[START]

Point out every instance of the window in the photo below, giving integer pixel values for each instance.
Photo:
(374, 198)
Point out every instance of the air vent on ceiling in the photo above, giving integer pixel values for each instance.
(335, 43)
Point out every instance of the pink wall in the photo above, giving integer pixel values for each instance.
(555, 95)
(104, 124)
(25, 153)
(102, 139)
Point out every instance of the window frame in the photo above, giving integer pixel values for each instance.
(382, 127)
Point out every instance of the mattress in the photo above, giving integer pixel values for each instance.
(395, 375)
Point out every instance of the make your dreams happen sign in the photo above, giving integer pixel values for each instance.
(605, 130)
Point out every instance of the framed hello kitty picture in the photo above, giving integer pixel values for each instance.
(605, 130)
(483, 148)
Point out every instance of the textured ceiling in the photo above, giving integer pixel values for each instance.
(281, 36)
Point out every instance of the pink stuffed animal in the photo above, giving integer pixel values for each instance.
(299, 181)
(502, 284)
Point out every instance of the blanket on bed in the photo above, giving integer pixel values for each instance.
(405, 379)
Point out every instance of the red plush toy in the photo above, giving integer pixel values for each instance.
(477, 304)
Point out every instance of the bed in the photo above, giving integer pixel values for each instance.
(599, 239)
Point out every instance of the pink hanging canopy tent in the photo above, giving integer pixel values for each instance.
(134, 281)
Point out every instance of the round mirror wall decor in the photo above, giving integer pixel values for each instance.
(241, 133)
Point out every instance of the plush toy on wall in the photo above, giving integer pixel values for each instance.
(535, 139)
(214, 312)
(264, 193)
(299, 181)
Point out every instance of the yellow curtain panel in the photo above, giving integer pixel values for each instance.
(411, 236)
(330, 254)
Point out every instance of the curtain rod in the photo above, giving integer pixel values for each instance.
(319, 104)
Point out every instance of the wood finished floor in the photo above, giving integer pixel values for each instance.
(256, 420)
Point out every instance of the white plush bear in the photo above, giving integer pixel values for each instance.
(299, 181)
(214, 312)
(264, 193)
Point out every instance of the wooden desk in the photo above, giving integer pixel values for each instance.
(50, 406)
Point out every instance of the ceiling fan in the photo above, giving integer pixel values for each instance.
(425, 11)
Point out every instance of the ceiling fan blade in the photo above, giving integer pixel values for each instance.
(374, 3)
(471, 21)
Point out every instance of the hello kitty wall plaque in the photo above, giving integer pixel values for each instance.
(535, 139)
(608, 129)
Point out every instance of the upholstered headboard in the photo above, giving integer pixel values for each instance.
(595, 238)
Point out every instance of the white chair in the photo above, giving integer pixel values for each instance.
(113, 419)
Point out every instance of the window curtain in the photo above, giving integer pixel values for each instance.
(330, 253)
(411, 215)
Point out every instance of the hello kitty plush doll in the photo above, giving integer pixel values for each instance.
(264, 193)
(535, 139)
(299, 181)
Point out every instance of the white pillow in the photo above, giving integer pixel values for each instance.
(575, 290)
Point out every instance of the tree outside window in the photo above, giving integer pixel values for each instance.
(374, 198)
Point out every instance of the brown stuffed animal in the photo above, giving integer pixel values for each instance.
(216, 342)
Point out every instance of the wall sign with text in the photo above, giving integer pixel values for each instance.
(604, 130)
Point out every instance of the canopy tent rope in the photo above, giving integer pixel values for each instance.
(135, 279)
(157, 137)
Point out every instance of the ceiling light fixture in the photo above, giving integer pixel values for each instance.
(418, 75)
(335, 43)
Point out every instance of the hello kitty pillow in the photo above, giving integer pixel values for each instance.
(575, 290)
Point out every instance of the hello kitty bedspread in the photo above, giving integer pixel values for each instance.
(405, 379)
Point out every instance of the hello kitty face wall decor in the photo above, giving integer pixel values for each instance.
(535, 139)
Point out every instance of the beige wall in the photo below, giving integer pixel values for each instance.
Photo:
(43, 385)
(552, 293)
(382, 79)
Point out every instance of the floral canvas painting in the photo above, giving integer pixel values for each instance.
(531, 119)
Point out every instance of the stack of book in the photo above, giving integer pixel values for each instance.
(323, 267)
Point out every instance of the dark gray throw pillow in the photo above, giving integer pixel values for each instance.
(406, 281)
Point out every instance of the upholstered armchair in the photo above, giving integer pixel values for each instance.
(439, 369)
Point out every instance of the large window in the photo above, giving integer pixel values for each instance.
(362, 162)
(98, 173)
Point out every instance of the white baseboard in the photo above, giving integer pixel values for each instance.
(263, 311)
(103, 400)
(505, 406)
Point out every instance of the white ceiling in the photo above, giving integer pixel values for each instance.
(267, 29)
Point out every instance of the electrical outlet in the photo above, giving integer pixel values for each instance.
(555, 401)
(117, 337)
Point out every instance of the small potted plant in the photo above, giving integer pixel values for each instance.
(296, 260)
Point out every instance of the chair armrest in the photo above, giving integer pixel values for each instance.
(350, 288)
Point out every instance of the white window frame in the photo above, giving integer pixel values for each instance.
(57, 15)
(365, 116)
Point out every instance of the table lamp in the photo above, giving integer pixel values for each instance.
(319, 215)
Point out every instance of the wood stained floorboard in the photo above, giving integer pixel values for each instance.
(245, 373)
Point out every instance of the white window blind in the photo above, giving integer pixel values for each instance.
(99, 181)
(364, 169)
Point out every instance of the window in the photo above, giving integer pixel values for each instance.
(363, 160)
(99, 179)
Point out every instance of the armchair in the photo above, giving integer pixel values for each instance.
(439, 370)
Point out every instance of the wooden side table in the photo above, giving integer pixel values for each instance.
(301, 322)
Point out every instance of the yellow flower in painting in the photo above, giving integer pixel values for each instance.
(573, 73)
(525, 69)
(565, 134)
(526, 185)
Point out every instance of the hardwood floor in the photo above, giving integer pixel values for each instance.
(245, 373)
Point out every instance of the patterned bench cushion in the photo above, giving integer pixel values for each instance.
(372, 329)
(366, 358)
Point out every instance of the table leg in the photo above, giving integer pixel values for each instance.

[END]

Stated task: Switch "armchair" to "recliner" in the part that opens with the line containing "Point out every instance of the white window blind" and closes with the last of the lines above. Give only that part, with nothing else changed.

Final result:
Point out every instance of the white window blind in the photo above, giving integer pixel values for each instance.
(99, 181)
(364, 169)
Point out every instance of the window in the photo above, giving integer pixel values for each instance.
(363, 160)
(99, 179)
Point out every instance of the recliner in the photo above, giving integer pixel values for each instance.
(439, 370)
Point out every instance of the wooden side table in the photo above, giving integer pixel values for each instance.
(301, 322)
Point out every instance of the yellow flower in painting in the photo above, giving integer pixel values for each instance.
(573, 73)
(525, 69)
(565, 134)
(526, 185)
Point out every instance of the hardwood floor in the photo above, giving integer pixel values for each instance.
(245, 373)
Point out every instance of the patterned bench cushion in the photo above, giving integer pixel values for each instance.
(372, 329)
(366, 358)
Point out every instance of the table leg in the photo above, giving integer pixel values for each instance.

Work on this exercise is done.